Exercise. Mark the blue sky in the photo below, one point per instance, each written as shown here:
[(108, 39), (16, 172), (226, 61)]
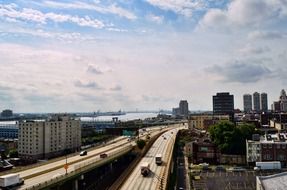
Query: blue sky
[(68, 56)]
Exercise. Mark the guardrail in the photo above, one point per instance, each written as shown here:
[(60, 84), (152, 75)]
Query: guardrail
[(80, 168), (164, 175)]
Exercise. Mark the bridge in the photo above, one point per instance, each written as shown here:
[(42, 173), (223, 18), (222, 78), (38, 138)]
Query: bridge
[(51, 174)]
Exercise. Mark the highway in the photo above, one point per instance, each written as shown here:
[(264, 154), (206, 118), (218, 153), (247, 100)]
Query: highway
[(50, 171), (161, 146)]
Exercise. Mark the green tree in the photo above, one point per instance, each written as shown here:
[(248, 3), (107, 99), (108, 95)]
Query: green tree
[(141, 143), (229, 138), (13, 153)]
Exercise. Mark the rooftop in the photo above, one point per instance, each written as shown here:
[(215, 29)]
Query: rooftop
[(276, 181)]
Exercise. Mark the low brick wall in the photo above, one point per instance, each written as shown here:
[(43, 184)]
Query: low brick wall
[(232, 159)]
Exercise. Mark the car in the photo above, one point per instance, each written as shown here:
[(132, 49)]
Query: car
[(83, 153), (220, 168), (103, 155), (237, 169)]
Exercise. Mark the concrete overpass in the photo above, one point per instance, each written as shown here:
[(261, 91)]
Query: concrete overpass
[(53, 173)]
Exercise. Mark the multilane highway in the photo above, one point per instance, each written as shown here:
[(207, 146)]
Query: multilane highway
[(44, 173), (157, 173)]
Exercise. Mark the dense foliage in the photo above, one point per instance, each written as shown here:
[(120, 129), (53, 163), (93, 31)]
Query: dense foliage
[(13, 153), (230, 139)]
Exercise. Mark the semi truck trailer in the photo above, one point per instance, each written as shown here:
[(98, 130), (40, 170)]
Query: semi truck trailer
[(158, 159), (275, 165), (145, 170), (10, 180)]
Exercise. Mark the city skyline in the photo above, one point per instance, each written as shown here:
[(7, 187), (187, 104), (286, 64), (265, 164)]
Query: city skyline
[(70, 56)]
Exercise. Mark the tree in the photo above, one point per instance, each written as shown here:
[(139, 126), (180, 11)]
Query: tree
[(13, 153), (229, 138), (141, 143)]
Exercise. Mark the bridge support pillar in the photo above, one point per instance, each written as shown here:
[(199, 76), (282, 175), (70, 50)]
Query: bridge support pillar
[(111, 166), (76, 185)]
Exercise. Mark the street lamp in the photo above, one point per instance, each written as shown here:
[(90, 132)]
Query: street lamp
[(66, 166)]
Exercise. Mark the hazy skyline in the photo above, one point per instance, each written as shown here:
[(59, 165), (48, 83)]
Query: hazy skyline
[(70, 56)]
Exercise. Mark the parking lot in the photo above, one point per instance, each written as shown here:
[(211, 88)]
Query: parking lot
[(211, 180)]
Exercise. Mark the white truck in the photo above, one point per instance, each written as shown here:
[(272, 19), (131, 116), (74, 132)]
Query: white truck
[(10, 180), (145, 170), (274, 165), (158, 159)]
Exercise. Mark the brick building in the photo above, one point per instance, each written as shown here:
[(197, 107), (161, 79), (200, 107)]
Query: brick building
[(267, 148)]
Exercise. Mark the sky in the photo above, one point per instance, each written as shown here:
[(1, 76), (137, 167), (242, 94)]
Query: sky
[(93, 55)]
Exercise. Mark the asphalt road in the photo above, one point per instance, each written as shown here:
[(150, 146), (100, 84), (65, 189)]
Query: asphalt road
[(136, 181)]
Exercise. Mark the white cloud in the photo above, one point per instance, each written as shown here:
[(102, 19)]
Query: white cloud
[(27, 14), (268, 35), (182, 7), (96, 69), (244, 13), (251, 50), (155, 18), (112, 9)]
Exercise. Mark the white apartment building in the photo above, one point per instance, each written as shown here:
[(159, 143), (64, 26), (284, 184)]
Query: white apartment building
[(46, 139)]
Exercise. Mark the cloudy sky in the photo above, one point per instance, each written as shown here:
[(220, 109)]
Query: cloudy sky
[(70, 56)]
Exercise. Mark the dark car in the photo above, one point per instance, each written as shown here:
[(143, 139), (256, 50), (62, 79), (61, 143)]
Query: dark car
[(220, 169), (103, 155), (83, 153)]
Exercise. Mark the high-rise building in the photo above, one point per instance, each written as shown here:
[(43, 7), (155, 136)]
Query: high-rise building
[(46, 139), (256, 101), (283, 101), (183, 107), (276, 106), (264, 102), (247, 102), (223, 103)]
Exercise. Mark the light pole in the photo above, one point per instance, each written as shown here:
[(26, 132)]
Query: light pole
[(66, 166)]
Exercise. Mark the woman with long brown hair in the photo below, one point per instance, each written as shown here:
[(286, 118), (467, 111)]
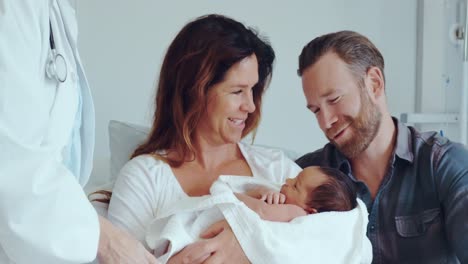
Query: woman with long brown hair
[(209, 97)]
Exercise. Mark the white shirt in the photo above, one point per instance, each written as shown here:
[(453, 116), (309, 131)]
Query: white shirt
[(45, 216), (146, 187)]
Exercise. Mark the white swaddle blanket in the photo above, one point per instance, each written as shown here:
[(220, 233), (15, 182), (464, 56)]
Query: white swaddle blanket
[(330, 237)]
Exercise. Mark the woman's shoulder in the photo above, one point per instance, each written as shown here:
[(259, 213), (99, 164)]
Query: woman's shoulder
[(261, 151)]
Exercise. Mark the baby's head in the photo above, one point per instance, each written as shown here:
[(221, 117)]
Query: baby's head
[(320, 189)]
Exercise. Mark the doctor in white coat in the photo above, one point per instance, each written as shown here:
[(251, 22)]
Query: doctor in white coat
[(46, 144)]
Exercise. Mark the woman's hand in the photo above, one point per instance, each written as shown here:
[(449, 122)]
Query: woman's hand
[(220, 246), (267, 195), (116, 246)]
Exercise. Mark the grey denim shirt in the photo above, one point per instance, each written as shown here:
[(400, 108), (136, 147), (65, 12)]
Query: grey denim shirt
[(420, 212)]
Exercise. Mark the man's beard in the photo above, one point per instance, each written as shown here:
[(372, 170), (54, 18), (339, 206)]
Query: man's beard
[(364, 128)]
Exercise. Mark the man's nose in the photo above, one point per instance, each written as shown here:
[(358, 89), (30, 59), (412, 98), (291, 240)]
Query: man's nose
[(326, 118)]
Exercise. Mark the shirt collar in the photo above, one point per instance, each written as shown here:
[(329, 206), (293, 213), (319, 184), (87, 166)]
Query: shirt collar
[(403, 148)]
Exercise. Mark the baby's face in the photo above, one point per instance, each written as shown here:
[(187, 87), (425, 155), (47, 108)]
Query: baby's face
[(297, 189)]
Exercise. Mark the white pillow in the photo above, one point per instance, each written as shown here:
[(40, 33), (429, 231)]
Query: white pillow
[(124, 138)]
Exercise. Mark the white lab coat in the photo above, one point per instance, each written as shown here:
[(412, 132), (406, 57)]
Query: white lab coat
[(45, 216)]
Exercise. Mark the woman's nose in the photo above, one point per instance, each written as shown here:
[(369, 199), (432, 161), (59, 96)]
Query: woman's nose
[(248, 104)]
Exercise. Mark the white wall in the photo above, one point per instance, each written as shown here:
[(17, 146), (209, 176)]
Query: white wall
[(122, 44), (440, 63)]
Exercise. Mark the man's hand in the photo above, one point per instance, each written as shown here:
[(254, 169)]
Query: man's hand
[(220, 246), (116, 246)]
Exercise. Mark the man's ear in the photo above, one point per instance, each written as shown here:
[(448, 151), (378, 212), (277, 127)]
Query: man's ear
[(311, 210), (375, 83)]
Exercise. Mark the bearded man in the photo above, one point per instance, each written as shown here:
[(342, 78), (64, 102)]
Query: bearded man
[(415, 184)]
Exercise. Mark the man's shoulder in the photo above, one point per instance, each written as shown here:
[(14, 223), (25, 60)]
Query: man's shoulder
[(321, 157)]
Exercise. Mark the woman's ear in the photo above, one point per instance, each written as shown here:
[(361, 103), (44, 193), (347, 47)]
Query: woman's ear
[(311, 210)]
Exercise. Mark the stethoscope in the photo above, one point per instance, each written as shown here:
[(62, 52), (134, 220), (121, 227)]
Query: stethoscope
[(56, 67)]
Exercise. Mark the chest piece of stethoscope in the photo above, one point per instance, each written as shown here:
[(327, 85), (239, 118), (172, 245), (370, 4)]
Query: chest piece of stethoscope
[(56, 67)]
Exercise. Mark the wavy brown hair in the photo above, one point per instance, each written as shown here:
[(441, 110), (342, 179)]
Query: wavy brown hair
[(198, 58)]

--

JOB:
Can you reproduce the material exactly, starting at its first line and ending at the line containing "[(141, 143), (229, 138), (13, 153)]", with the pictures left out?

WRITTEN RESPONSE:
Exercise. Mark the blue sky in the photo below, one point per instance, each written as shown here:
[(108, 39), (16, 172), (226, 61)]
Query: blue sky
[(68, 56)]
Exercise. Mark the guardrail in the photo above, one point per instance, each written as shown here:
[(60, 84), (152, 75)]
Query: guardrail
[(80, 168), (164, 175)]
Exercise. Mark the bridge in the photo above, one point per instance, each written as shown here:
[(42, 173), (223, 18), (222, 78), (38, 138)]
Query: bridge
[(51, 174)]
Exercise. Mark the highway in the photo above, one point per instance, each written as shown here:
[(264, 154), (206, 118), (218, 153), (247, 100)]
Query: highway
[(50, 171), (161, 146)]
Exercise. Mark the green tree in the photo above, one point per instance, each written as shown here:
[(248, 3), (107, 99), (108, 95)]
Query: green tree
[(141, 143), (229, 138), (13, 153)]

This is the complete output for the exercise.